» **List of tasks**
1. In the essay about having a breakdown, who is credited with the phrase "snot-bubbling"?
2. From the essay about having a breakdown, copy the stretch from "Unfortunately, I don’t." through "quietly sob hysterically." word for word.

» **Page text**
Step one: you don’t. The ebb and flow of emotions sometimes just need to happen. I wish I knew how to fix it. I wish I could look at myself in the mirror and just go: “Hey look, you’ve got your life together!”
Unfortunately, I don’t. In fact, I don’t even have today together. I’m looking at being broke for the next two weeks, my love life is not what I want, I live in a shitty basement in a house full of boys. I may or may not have mice in my room, and I’m currently writing with snot pouring out of my nose (awesome visual, I know) while I quietly sob hysterically.
In a way I know it has to look comical from the outside. Here is a semi-successful twenty-something year old who is complaining about stuff that truly does not matter. I have it easy. I know I do.
It’s hard to look past my current moment and get past the woe-is-me part. I want someone to hug me. I want my parents to help me out. Heck, I want my dog to become potty trained, but I also know that he’s a product of my own doing.
So what do I do? I write. I write so I can gain some semblance of sanity and refocus my energy into something else. I think mental breakdowns are your body’s way of saying, “Deal with the stuff in the box you’ve shoved to the back of your brain!!!”
It doesn’t help when you just mentally catalogue issues away to deal with later. If you’re like me, you just end up snot-bubbling (a phrase so eloquently used by my father) while watching the recap of a Grey’s Anatomy episode.
It sometimes helps to talk aloud and name five positive things in your life. It can help, though candidly it doesn’t always work for me.

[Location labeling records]
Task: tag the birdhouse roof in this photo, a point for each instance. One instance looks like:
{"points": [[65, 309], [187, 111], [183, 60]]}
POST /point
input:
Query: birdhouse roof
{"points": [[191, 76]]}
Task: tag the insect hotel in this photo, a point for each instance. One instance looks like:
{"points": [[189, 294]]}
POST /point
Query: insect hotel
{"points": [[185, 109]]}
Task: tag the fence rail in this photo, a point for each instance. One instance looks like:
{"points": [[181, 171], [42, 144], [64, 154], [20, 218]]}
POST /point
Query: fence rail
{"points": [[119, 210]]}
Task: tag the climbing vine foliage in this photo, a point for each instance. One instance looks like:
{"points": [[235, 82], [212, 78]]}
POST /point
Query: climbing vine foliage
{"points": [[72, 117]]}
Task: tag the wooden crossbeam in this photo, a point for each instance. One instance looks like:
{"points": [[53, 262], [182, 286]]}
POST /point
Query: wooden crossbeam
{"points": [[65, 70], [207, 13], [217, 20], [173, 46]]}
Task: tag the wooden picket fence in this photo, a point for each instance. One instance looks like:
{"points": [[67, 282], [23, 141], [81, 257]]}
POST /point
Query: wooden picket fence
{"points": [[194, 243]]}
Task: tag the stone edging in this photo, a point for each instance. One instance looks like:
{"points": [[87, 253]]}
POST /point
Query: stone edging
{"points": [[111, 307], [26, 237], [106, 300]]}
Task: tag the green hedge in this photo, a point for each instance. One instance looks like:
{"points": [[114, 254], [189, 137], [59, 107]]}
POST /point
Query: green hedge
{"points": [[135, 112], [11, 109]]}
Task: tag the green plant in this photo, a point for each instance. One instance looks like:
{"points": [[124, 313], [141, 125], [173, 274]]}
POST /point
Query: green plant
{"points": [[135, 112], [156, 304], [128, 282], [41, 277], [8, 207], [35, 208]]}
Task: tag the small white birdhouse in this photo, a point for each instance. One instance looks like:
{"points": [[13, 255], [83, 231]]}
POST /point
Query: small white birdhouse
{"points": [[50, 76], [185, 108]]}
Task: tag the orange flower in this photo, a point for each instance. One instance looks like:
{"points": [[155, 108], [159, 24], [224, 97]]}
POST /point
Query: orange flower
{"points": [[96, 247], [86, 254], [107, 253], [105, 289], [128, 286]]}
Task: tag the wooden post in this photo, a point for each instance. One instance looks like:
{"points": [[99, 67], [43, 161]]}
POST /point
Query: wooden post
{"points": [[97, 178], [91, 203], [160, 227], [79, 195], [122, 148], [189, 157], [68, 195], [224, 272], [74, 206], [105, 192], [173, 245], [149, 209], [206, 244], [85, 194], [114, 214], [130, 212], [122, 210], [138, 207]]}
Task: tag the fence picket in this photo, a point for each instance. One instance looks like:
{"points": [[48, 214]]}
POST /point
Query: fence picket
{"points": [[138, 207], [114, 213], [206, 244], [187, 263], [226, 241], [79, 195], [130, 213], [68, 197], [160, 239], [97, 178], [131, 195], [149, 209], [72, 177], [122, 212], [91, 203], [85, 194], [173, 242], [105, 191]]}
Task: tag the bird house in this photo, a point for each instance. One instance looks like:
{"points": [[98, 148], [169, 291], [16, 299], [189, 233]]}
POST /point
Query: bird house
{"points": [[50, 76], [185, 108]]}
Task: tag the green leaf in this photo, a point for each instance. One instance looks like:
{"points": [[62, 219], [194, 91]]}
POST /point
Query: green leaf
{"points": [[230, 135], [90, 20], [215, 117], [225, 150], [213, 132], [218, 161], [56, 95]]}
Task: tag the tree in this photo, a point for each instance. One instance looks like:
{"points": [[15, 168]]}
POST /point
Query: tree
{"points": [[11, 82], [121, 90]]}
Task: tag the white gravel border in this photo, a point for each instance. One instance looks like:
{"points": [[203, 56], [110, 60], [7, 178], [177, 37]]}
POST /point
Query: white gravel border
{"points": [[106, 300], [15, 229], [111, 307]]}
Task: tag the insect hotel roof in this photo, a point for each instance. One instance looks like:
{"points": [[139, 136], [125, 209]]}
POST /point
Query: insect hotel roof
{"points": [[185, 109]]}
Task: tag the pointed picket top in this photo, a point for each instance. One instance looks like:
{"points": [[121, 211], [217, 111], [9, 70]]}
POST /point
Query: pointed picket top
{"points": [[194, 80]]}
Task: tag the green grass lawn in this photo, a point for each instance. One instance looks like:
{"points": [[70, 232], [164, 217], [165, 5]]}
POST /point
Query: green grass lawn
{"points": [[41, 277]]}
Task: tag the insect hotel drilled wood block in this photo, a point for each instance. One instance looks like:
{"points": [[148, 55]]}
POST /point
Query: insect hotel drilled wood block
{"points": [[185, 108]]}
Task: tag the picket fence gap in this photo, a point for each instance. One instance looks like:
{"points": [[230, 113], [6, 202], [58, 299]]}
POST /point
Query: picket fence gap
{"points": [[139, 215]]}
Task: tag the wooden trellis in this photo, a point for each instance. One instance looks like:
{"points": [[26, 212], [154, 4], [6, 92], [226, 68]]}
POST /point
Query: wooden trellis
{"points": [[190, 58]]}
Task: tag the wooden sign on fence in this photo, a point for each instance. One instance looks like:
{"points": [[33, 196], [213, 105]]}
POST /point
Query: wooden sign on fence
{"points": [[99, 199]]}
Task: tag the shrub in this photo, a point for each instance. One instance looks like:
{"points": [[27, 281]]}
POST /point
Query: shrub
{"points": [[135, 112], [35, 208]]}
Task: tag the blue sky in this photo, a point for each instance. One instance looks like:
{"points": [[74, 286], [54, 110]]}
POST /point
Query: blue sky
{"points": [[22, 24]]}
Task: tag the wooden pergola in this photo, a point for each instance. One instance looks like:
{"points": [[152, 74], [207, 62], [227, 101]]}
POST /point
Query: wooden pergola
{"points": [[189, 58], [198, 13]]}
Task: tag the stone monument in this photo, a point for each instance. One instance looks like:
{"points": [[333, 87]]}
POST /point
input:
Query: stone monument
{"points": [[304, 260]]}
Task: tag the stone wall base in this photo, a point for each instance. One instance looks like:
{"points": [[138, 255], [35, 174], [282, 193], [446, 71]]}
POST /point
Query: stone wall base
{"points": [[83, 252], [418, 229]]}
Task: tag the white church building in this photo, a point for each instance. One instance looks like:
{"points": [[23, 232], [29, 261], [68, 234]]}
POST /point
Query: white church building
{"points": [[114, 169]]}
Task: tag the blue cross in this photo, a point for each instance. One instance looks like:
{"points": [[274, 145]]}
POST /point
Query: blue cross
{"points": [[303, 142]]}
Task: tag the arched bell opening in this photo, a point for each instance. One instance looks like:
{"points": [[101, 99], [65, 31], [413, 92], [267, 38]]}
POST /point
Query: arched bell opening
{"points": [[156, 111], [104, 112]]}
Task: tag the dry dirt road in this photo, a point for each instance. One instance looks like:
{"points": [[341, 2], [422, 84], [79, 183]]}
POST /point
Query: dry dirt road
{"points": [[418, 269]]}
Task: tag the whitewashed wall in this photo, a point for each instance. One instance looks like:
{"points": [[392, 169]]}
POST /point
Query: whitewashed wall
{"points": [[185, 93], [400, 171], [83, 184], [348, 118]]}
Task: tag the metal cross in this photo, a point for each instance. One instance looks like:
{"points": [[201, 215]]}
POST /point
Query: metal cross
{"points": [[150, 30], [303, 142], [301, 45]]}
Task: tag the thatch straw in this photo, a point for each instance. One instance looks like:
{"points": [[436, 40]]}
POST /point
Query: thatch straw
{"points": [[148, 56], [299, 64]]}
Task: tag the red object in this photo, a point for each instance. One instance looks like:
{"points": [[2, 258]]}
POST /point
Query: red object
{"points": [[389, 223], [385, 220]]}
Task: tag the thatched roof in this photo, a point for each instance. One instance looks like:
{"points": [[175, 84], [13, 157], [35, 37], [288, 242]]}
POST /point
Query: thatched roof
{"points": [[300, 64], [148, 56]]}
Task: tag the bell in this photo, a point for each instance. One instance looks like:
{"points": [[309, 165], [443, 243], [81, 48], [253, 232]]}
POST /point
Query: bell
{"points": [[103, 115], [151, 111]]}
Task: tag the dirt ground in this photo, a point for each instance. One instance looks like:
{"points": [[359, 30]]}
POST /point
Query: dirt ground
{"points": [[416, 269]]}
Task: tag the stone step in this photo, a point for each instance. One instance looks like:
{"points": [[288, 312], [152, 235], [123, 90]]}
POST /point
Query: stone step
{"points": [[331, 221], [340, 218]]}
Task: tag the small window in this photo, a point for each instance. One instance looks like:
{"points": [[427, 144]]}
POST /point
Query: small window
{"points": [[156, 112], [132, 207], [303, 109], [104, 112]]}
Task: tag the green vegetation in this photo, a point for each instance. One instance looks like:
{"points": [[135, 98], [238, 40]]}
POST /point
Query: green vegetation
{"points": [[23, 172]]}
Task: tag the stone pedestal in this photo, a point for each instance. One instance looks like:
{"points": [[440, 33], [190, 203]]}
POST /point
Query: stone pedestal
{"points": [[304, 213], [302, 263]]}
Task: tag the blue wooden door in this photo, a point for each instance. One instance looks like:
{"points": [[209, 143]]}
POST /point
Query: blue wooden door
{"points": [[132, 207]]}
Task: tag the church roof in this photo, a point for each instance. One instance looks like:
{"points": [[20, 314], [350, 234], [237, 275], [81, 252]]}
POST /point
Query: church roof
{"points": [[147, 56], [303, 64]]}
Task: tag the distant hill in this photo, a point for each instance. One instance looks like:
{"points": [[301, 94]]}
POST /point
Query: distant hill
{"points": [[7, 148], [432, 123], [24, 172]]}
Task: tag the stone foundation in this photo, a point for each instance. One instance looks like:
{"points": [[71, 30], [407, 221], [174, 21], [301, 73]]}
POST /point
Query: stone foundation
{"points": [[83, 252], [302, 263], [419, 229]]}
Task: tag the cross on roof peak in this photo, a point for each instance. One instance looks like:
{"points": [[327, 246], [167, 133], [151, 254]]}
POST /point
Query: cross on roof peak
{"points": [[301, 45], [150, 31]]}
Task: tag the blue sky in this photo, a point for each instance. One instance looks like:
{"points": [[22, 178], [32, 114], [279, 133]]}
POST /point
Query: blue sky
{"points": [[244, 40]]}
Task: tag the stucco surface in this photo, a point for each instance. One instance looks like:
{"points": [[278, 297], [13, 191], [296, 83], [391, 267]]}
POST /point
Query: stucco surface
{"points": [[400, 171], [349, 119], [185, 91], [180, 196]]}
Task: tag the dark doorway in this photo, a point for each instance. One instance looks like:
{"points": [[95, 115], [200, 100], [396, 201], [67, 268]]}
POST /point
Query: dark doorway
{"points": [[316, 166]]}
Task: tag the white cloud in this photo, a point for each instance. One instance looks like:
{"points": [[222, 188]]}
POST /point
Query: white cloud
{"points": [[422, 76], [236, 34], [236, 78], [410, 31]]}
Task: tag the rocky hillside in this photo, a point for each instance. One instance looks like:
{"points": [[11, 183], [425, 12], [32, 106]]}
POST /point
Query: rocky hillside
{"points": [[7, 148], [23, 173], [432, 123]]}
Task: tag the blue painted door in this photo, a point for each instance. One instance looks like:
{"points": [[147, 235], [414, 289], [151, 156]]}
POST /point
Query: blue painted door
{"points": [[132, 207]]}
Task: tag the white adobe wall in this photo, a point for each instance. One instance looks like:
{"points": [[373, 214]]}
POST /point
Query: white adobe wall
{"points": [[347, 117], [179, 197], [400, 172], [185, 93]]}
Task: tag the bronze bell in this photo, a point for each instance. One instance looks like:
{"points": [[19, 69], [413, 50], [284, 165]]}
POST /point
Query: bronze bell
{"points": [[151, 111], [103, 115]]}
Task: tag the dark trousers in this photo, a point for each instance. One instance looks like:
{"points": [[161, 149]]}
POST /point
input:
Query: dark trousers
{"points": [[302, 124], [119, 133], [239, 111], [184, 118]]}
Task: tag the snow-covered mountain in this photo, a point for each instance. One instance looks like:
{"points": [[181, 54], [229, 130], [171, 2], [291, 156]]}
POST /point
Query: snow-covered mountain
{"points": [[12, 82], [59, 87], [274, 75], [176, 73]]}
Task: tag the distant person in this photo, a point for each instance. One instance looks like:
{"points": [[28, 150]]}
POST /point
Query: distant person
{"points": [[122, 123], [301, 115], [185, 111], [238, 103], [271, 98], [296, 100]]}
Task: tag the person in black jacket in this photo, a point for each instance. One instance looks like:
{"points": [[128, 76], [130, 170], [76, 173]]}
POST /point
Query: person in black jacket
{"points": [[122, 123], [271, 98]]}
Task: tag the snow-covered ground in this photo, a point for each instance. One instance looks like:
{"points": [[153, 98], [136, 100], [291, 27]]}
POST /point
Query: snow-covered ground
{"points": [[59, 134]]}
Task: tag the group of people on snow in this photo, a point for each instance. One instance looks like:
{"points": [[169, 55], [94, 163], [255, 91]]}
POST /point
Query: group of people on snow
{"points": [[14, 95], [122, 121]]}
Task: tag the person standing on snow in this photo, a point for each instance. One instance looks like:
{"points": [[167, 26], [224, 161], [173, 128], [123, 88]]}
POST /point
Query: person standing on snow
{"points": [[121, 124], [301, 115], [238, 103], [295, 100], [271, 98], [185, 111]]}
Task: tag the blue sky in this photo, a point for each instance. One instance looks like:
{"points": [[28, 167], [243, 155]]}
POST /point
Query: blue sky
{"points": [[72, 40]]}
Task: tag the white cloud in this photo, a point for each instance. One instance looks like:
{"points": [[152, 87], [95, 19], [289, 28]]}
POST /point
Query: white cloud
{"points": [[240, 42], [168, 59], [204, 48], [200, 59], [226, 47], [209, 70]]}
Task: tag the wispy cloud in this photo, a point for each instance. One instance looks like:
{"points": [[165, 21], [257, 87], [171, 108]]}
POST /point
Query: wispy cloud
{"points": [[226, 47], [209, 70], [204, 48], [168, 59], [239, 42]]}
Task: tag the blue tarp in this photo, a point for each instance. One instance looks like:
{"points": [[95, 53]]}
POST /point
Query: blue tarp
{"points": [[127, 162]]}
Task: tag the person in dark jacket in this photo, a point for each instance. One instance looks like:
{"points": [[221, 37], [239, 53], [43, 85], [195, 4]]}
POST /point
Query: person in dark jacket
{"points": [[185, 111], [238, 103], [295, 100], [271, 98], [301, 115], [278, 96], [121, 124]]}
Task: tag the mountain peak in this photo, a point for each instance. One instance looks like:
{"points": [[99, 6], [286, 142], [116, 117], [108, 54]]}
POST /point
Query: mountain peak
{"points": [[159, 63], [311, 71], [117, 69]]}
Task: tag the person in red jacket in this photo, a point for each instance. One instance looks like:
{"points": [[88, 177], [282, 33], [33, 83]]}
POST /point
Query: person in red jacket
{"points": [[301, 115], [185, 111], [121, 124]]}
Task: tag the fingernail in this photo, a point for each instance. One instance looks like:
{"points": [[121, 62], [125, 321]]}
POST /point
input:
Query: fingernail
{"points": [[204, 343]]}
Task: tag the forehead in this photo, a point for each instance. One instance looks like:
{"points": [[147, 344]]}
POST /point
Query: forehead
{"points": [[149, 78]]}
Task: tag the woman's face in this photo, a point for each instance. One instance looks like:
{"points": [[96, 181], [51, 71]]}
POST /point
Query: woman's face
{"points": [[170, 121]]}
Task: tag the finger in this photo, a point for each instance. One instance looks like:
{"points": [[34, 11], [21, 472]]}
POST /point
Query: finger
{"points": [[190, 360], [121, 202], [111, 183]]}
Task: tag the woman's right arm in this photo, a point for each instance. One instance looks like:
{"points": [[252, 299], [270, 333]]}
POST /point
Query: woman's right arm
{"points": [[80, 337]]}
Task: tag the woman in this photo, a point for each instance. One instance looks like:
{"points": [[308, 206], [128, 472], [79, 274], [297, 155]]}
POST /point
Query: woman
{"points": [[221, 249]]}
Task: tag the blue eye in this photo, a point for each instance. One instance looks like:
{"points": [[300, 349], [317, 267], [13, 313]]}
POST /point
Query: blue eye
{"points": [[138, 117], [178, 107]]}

» **Outputs**
1. The writer's father.

2.
Unfortunately, I don’t. In fact, I don’t even have today together. I’m looking at being broke for the next two weeks, my love life is not what I want, I live in a shitty basement in a house full of boys. I may or may not have mice in my room, and I’m currently writing with snot pouring out of my nose (awesome visual, I know) while I quietly sob hysterically.